## WRITTEN PROBLEM
Which lines of the listing below contain the string "light"? Gather each of them in full, treating uppercase and lowercase as different.

## INFORMATION GIVEN
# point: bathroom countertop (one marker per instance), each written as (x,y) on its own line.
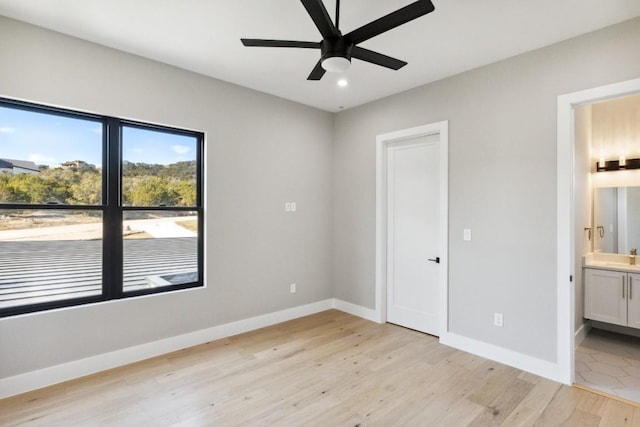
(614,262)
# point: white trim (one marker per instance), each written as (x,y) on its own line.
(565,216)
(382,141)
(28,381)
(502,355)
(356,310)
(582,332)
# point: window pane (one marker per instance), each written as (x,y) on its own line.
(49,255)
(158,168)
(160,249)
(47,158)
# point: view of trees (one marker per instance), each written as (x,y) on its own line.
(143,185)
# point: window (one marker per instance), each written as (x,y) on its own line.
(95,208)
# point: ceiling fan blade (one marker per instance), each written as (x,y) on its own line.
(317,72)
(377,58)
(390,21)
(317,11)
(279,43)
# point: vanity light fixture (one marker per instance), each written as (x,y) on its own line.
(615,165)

* * *

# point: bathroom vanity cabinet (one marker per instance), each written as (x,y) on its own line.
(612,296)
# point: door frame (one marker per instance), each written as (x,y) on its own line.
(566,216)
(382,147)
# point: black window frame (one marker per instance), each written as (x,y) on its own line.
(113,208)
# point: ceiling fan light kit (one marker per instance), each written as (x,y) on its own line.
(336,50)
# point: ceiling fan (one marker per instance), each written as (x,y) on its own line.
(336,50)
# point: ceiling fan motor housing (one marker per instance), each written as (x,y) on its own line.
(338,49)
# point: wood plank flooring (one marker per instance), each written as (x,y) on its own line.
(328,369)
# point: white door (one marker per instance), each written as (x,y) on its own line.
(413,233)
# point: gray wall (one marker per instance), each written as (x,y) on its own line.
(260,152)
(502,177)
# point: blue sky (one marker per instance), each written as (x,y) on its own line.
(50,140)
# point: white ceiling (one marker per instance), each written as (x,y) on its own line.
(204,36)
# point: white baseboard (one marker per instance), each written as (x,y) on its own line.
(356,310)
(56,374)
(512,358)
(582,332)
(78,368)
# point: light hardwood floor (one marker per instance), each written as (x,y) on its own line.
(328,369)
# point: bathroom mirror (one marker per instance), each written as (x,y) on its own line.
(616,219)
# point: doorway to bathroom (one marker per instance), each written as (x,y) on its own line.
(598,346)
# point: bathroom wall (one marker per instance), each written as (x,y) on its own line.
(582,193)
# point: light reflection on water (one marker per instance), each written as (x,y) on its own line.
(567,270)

## FINISHED EXERCISE
# point: vanity light fixture (one marker per instance), each written as (x,y) on its own line.
# point: ceiling fan light kit (one marker per instance), each written as (x,y) on its own line.
# point: light hardwood floor (one marker per instance), each written as (x,y) on its own line.
# point: light reflection on water (one marker per instance), each written as (x,y) on its own line.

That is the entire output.